Document excerpt:

---

Court of Protection/Lasting Powers of Attorney
Our Court of Protection/Lasting Powers of Attorney/Care Home Fees team provides specialist advice and help to people who wish to plan ahead and arrange what they would like to happen should they, one day, be unable to make decisions for themselves.
Our team also provides advice about care home fees, providing practicable help and guidance so that costly mistakes are avoided.
A Lasting Power of Attorney is a legally binding document which allows an individual who has capacity and are over the age of 18 to appoint another person to make decisions on their behalf, should they be unable to do so at some point in the future.
If no Lasting Power of Attorney is in place, then it may be necessary to apply to the Court of Protection for a Deputyship application.
Recent work in this area includes:
- Completion of Lasting Power of Attorneys for a couple to include property and affairs and health and welfare.
- Court of Protection application for a Deputyship Order.

---

Entries supplied:
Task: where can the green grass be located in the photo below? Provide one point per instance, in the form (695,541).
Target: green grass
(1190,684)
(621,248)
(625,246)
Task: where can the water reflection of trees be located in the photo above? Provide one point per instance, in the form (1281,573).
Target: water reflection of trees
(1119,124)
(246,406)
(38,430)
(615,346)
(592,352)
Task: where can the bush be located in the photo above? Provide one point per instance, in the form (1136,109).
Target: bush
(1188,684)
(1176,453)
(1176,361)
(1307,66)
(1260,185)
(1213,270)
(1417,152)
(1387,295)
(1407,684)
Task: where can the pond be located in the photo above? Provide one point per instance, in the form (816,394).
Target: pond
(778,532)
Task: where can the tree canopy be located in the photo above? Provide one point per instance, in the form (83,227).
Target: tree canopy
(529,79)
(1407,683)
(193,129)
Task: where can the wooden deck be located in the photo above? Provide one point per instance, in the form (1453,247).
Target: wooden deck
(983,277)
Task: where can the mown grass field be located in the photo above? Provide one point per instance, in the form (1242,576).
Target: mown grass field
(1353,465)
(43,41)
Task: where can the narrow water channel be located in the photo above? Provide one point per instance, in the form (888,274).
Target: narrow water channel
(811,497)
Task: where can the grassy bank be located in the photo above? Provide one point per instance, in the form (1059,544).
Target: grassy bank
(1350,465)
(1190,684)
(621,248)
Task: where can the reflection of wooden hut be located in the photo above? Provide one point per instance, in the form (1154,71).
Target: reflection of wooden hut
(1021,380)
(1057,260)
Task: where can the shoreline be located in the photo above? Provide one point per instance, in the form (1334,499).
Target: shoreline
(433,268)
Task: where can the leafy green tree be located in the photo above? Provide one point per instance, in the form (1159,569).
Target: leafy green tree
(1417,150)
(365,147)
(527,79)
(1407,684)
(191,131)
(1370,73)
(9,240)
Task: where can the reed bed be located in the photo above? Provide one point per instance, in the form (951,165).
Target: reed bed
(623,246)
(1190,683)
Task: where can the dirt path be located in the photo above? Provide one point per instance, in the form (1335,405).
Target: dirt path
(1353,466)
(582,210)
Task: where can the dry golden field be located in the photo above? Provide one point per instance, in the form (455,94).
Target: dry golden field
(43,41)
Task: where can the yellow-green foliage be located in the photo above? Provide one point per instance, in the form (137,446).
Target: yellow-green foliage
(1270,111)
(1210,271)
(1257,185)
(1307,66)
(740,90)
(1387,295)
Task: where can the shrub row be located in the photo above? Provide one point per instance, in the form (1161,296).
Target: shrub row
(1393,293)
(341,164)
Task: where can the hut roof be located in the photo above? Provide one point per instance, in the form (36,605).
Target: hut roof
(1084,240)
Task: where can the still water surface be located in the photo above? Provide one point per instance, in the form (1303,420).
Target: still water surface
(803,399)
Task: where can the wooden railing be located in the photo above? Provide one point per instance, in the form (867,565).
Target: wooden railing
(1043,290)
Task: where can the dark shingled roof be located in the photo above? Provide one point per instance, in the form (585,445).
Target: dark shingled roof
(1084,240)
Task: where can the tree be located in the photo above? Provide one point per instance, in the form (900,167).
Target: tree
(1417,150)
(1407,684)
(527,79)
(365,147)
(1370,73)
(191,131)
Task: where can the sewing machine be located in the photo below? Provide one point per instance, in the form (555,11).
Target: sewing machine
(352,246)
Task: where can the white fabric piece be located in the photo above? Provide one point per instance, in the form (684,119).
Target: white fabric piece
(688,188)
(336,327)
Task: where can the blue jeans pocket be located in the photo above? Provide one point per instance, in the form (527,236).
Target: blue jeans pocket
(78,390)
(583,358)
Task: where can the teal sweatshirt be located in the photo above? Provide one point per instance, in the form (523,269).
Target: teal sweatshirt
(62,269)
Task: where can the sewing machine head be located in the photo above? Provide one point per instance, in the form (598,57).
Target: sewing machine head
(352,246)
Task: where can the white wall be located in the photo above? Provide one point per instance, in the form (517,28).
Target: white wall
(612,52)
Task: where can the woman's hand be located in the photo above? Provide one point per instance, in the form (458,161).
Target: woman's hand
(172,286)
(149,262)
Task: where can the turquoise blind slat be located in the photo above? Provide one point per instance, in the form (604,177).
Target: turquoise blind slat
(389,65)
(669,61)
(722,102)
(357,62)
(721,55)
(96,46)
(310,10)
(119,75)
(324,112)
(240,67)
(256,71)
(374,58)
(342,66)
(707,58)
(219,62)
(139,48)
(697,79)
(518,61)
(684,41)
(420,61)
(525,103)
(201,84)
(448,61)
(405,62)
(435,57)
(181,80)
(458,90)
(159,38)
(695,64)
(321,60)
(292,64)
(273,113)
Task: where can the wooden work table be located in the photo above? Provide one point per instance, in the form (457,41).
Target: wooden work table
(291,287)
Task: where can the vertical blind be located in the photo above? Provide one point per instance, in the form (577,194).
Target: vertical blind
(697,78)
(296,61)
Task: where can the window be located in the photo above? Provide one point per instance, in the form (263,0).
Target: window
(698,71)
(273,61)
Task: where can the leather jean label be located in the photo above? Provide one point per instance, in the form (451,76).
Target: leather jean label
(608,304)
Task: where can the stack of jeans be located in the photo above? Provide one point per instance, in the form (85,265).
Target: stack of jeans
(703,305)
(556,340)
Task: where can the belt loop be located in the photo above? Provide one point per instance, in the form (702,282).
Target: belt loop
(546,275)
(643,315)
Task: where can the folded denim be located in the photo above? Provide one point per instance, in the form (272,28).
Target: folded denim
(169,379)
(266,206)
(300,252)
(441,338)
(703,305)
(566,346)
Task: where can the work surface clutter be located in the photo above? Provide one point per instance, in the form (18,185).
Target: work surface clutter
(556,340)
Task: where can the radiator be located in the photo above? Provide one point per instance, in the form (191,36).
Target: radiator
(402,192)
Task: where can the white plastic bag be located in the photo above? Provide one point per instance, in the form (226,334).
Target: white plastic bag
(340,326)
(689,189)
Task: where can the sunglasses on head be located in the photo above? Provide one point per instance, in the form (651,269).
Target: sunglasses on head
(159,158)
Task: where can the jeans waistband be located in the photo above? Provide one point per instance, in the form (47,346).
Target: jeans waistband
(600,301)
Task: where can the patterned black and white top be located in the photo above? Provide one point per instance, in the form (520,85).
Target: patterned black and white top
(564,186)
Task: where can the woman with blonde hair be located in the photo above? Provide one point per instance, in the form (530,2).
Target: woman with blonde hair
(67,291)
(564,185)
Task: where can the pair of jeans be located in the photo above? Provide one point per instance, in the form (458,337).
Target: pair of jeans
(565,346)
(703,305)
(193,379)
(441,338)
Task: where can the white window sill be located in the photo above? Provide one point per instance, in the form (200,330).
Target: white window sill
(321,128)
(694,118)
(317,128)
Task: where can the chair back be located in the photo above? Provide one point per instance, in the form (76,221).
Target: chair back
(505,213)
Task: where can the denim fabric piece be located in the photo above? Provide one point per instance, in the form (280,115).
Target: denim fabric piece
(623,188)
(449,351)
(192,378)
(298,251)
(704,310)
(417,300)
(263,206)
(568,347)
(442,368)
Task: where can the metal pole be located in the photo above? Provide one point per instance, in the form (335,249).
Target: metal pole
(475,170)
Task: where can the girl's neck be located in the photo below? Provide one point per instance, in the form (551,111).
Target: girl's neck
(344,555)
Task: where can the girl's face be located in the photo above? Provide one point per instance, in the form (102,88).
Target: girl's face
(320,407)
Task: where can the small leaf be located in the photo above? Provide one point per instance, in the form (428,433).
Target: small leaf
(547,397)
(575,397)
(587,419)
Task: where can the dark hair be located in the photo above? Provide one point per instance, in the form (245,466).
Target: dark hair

---

Work request: Reproduce the full text above on Court of Protection and Lasting Powers of Attorney services, word for word.

Reply:
Court of Protection/Lasting Powers of Attorney
Our Court of Protection/Lasting Powers of Attorney/Care Home Fees team provides specialist advice and help to people who wish to plan ahead and arrange what they would like to happen should they, one day, be unable to make decisions for themselves.
Our team also provides advice about care home fees, providing practicable help and guidance so that costly mistakes are avoided.
A Lasting Power of Attorney is a legally binding document which allows an individual who has capacity and are over the age of 18 to appoint another person to make decisions on their behalf, should they be unable to do so at some point in the future.
If no Lasting Power of Attorney is in place, then it may be necessary to apply to the Court of Protection for a Deputyship application.
Recent work in this area includes:
- Completion of Lasting Power of Attorneys for a couple to include property and affairs and health and welfare.
- Court of Protection application for a Deputyship Order.